Location identification entries
════════
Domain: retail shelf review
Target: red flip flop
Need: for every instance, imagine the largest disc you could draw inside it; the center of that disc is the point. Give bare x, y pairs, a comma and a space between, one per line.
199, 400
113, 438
════════
**What is being asked**.
For all of the entries above, output the lines that follow, copying each one character for character.

**Answer to this exercise**.
Domain: retail shelf review
Target: red flip flop
Need: for every instance, imagine the largest disc you could draw inside it; the center of that disc is the point. Give bare x, y pairs, a comma and a space between, one per line.
199, 400
113, 438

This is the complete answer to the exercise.